## Exercise:
After removing every image, reproduce the data exactly as it appears.

-- Opening Marker --

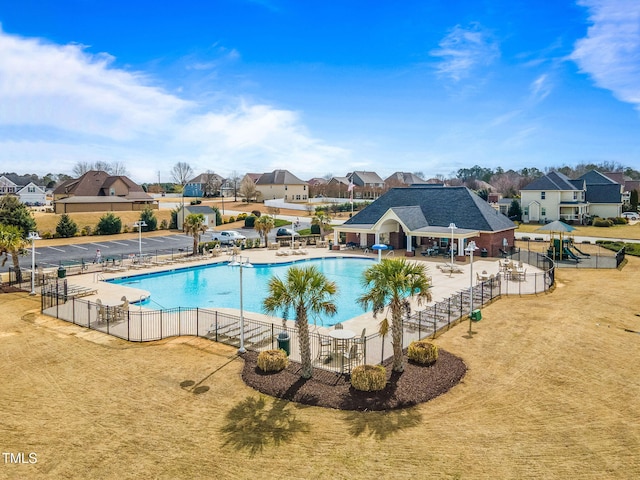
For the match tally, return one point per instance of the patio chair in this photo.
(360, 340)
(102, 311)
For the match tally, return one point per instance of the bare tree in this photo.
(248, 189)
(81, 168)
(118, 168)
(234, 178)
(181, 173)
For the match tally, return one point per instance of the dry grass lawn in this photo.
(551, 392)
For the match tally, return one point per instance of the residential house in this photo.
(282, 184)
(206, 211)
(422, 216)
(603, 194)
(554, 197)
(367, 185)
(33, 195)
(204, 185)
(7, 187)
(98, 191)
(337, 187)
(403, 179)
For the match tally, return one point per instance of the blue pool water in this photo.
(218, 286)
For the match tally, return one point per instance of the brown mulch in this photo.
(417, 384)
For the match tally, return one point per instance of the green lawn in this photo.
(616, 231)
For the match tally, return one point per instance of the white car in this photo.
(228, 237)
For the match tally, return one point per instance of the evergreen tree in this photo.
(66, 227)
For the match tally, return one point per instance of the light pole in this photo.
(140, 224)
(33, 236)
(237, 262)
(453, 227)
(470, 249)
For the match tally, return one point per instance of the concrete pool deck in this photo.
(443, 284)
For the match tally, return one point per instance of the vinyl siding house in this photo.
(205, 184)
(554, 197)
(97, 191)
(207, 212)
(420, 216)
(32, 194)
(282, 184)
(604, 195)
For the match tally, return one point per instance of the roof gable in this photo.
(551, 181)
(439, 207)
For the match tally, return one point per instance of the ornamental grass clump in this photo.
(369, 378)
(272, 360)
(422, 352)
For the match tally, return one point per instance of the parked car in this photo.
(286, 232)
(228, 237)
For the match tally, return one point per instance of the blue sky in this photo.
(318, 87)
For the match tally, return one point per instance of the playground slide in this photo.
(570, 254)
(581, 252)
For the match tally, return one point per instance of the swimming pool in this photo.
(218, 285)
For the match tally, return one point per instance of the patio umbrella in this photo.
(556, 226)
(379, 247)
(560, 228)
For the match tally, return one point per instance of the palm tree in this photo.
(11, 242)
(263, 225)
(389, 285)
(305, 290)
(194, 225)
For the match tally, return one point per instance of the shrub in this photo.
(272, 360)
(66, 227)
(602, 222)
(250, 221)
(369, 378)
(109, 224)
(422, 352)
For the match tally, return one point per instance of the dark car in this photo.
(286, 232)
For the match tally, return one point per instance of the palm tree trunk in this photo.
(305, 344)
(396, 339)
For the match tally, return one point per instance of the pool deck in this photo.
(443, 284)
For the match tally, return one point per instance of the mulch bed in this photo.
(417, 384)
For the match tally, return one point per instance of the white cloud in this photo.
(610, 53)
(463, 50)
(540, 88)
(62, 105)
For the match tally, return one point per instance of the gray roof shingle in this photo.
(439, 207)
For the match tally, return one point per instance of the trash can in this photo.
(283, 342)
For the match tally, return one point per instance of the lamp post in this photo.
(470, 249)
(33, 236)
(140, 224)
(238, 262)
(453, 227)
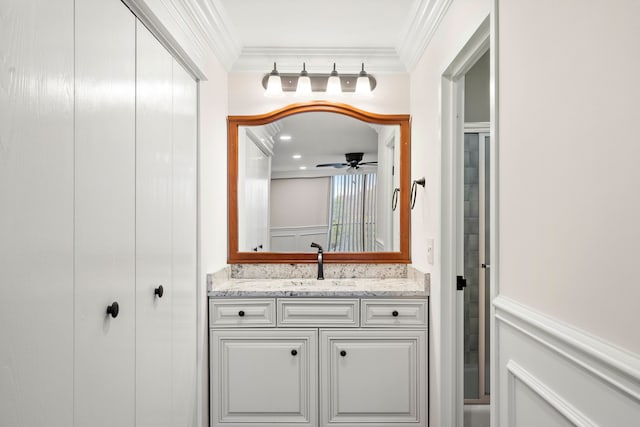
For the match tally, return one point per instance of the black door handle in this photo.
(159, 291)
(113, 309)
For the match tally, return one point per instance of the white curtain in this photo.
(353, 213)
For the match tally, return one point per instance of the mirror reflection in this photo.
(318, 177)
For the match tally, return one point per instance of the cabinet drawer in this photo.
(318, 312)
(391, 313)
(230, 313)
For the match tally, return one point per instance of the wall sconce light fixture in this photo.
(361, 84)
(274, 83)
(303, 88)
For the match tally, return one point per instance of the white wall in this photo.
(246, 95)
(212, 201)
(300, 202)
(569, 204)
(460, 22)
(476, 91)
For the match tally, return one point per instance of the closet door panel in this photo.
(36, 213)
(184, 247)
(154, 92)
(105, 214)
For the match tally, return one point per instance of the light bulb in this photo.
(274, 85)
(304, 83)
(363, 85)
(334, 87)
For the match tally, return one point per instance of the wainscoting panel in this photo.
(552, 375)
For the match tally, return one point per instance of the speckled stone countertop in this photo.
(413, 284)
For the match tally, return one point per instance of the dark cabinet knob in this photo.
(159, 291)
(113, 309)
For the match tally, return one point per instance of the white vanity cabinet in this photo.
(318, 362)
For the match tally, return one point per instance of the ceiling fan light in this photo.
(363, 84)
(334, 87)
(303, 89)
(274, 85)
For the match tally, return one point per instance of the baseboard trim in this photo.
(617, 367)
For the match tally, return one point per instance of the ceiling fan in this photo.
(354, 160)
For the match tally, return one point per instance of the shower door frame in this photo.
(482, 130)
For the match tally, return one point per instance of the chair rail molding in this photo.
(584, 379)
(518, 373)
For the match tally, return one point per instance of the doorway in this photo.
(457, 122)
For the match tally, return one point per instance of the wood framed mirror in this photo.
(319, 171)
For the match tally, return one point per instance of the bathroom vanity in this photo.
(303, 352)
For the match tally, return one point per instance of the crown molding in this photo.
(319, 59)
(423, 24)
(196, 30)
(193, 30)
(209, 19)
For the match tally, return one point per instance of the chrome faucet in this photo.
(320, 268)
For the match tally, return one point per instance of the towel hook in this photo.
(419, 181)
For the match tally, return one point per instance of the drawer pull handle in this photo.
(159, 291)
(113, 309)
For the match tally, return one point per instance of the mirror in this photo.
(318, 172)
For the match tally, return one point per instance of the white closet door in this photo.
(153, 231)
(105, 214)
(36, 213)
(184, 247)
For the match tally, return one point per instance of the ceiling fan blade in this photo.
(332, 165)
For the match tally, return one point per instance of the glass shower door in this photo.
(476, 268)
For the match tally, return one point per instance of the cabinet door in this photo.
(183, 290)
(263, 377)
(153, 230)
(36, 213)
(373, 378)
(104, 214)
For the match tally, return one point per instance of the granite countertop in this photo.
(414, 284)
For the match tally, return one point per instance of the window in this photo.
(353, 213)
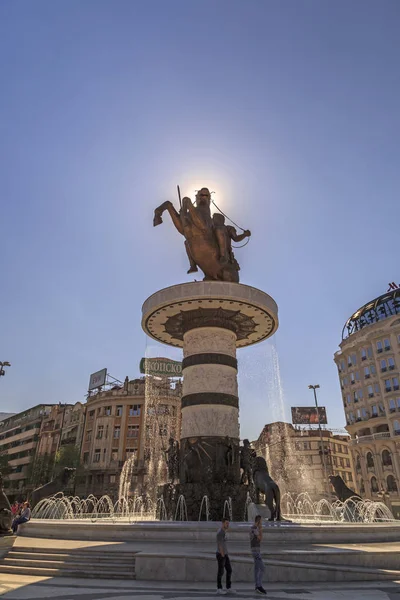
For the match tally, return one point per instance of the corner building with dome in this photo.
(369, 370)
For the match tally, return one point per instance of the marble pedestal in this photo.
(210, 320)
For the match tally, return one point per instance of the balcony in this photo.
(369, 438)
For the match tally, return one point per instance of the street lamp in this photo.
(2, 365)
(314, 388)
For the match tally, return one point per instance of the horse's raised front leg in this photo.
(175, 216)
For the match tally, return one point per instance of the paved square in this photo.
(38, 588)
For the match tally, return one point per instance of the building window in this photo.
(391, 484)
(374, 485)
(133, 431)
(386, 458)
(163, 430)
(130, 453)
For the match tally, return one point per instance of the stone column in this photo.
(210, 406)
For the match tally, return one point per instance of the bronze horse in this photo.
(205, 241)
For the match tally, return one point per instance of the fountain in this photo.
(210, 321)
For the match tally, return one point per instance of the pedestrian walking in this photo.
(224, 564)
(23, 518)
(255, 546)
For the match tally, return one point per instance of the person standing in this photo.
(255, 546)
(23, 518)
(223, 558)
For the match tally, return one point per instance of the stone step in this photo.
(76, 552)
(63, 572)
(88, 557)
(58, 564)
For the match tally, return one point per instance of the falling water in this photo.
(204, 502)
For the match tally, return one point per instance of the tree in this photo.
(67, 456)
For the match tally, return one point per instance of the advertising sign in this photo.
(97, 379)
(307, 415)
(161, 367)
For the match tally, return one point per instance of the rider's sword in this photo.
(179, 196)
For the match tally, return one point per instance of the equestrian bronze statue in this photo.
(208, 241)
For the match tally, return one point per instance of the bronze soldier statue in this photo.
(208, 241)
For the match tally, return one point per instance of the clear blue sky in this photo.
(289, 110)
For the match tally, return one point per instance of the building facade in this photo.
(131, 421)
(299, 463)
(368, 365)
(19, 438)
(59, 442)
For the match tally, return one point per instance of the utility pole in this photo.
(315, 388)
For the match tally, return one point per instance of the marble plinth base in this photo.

-- Closing Marker --

## Task result:
For the match tally, return one point per instance of the patio chair in this photo.
(360, 340)
(102, 311)
For the match tally, return one point per instance of the bare tree in this photo.
(248, 189)
(81, 168)
(118, 168)
(234, 178)
(181, 173)
For the match tally, return one point per instance of the dry grass lawn in this photo.
(551, 392)
For the match tally, return one point per instance of the residential house in this photo.
(282, 184)
(206, 211)
(422, 216)
(603, 194)
(554, 197)
(367, 185)
(33, 195)
(204, 185)
(7, 187)
(98, 191)
(337, 187)
(403, 179)
For the match tally, return one point per instance of the blue pool water in this photo.
(218, 286)
For the match tally, return one point per instance of the brown mulch in this photo.
(417, 384)
For the match tally, return one point per instance of the green lawn in this photo.
(616, 231)
For the match tally, return one point per instance of the white car in this photo.
(228, 237)
For the match tally, return one point per instance of the evergreen tree in this photo.
(66, 227)
For the match tally, return one point per instance of the light pole in this photo.
(140, 224)
(33, 236)
(237, 262)
(453, 227)
(470, 249)
For the match tally, return one point per instance of the concrete pool deck in this photo.
(443, 284)
For the match tally, return one point per instance of the vinyl siding house in this photo.
(205, 184)
(554, 197)
(97, 191)
(207, 212)
(420, 216)
(32, 194)
(282, 184)
(604, 195)
For the match tally, return one point per instance of the roof gable in this photo.
(551, 181)
(439, 207)
For the match tally, return one point per instance of the ornamental grass clump in this photo.
(369, 378)
(272, 360)
(422, 352)
For the match tally, return one point per instance of the parked car in this photo.
(286, 232)
(228, 237)
For the match tally, return one point per instance of the blue sky in this photo.
(318, 87)
For the match tally, return one point per instance of the playground slide in this photo.
(570, 254)
(581, 252)
For the match tally, return one point per instance of the swimming pool in this photo.
(218, 285)
For the match tally, return one point per instance of the patio umbrella in this photo.
(556, 226)
(379, 247)
(560, 228)
For the match tally, return one point per instance of the palm tree in this photo.
(11, 242)
(263, 225)
(389, 285)
(305, 290)
(194, 225)
For the match tally, return one point per instance of the shrub in this photo.
(272, 360)
(66, 227)
(602, 222)
(250, 221)
(369, 378)
(109, 224)
(422, 352)
For the match tally, return one point per instance of the dark car in this photo.
(286, 232)
For the match tally, return one point per instance of the palm tree trunk in this photo.
(305, 344)
(396, 339)
For the match tally, return one point per instance of the pool deck in this photo.
(443, 284)
For the match tally, return one point per instance of the mulch bed in this photo.
(417, 384)
For the match tally, return one point per instance of the white cloud in this photo.
(610, 53)
(463, 50)
(540, 88)
(62, 105)
For the match tally, return one point per instance of the gray roof shingle in this photo.
(439, 207)
For the match tally, return one point per instance of the trash can in this photo.
(283, 342)
For the match tally, return one point per instance of the lamp post in this photo.
(470, 249)
(33, 236)
(140, 224)
(238, 262)
(453, 227)
For the match tally, return one point per instance of the black door handle in this photo.
(159, 291)
(113, 309)
For the match tally, return one point per instance of the white curtain in this photo.
(353, 213)
For the match tally, return one point per instance of the mirror reflection in this photo.
(318, 177)
For the match tally, return one point per instance of the cabinet drawer in this photo.
(318, 312)
(391, 313)
(230, 313)
For the match tally, return one point per instance of the wall sconce light fixture in this photo.
(361, 84)
(274, 83)
(303, 88)
For the match tally, return one point per instance of the white wall in this photo.
(246, 95)
(212, 201)
(300, 202)
(569, 204)
(460, 22)
(476, 91)
For the match tally, return one point per instance of the closet door panel in this photo.
(36, 213)
(184, 247)
(154, 92)
(105, 214)
For the match tally, return one point per instance of the light bulb in this photo.
(274, 85)
(304, 83)
(363, 85)
(334, 87)
For the match tally, return one point per instance of the wainscoting panel in this photo.
(552, 375)
For the match tally, return one point per instance of the speckled stone countertop in this photo.
(413, 284)
For the match tally, return one point per instance of the dark cabinet knob in this photo.
(159, 291)
(113, 309)
For the match tally, return one point per instance of the white vanity cabinet in this photo.
(318, 362)
For the match tally, return one point per instance of the ceiling fan light in this photo.
(363, 84)
(334, 87)
(303, 89)
(274, 85)
For the match tally, return one point per instance of the baseboard trim in this photo.
(617, 367)
For the match tally, return one point per instance of the ceiling fan in this photo.
(354, 160)
For the match tally, return one point per instance of the shower door frame in this photo.
(482, 130)
For the match tally, return one point per instance of the chair rail molding in this photo.
(584, 379)
(518, 373)
For the match tally, return one point per instance of the doorway in this photo.
(457, 122)
For the match tally, return one point per instance of the wood framed mirror in this photo.
(319, 171)
For the match tally, return one point per instance of the bathroom vanity in this photo.
(303, 352)
For the match tally, return one point per instance of the crown molding in this photo.
(319, 59)
(423, 24)
(196, 30)
(193, 30)
(209, 19)
For the match tally, return one point per instance of the chrome faucet in this photo.
(320, 268)
For the match tally, return one point per instance of the towel hook in this photo.
(419, 181)
For the match tally, return one point per instance of the drawer pull handle in this photo.
(159, 291)
(113, 309)
For the match tally, return one point per instance of the mirror in this photo.
(318, 172)
For the match tally, return one point per instance of the white closet door in this photo.
(153, 231)
(105, 214)
(36, 213)
(184, 247)
For the match tally, return one point per instance of the ceiling fan blade in this photo.
(332, 165)
For the match tally, return one point per instance of the glass shower door in this photo.
(476, 268)
For the match tally, return one point per instance of the cabinet door in this photo.
(183, 290)
(263, 377)
(153, 230)
(36, 213)
(373, 378)
(104, 214)
For the match tally, return one point per instance of the granite countertop in this photo.
(414, 284)
For the match tally, return one point per instance of the window in this photo.
(353, 213)
For the match tally, return one point per instance of the corner building with dome in this photo.
(369, 370)
For the match tally, return one point per instance of the marble pedestal in this photo.
(210, 320)
For the match tally, return one point per instance of the balcony in this photo.
(369, 438)
For the match tally, return one point per instance of the street lamp in this photo.
(2, 365)
(314, 388)
For the match tally, return one point per instance of the horse's raised front leg in this photo.
(175, 216)
For the match tally, return one point per instance of the paved square in this photo.
(38, 588)
For the match tally, return one point per instance of the building window in this photo.
(391, 484)
(374, 485)
(133, 431)
(386, 458)
(163, 430)
(130, 453)
For the match tally, return one point per instance of the stone column in this photo.
(210, 406)
For the match tally, return one point per instance of the bronze horse in this photo.
(205, 241)
For the match tally, return one point per instance of the fountain in this photo.
(210, 321)
For the match tally, return one point per instance of the pedestrian walking in this photo.
(224, 564)
(23, 518)
(255, 546)
For the match tally, return one point per instance of the person standing in this photo.
(255, 546)
(23, 518)
(223, 558)
For the match tally, return one point per instance of the stone step in this photo.
(76, 552)
(63, 572)
(88, 557)
(58, 564)
For the match tally, return one point per instance of the falling water in this photo.
(204, 502)
For the match tally, return one point per instance of the tree in this photo.
(67, 456)
For the match tally, return one point per instance of the advertising sign in this photo.
(97, 379)
(307, 415)
(161, 367)
For the match tally, return one point per instance of the rider's sword in this photo.
(179, 196)
For the match tally, return one point per instance of the equestrian bronze statue in this photo.
(208, 241)
For the match tally, return one point per instance of the bronze soldier statue in this photo.
(208, 241)
For the match tally, return one point per instance of the clear blue sky in this photo.
(289, 110)
For the match tally, return one point per instance of the building facade in this photo.
(131, 421)
(299, 463)
(368, 365)
(19, 438)
(59, 442)
For the match tally, return one point per instance of the utility pole in this photo.
(315, 388)
For the match tally, return one point per instance of the marble plinth base in this photo.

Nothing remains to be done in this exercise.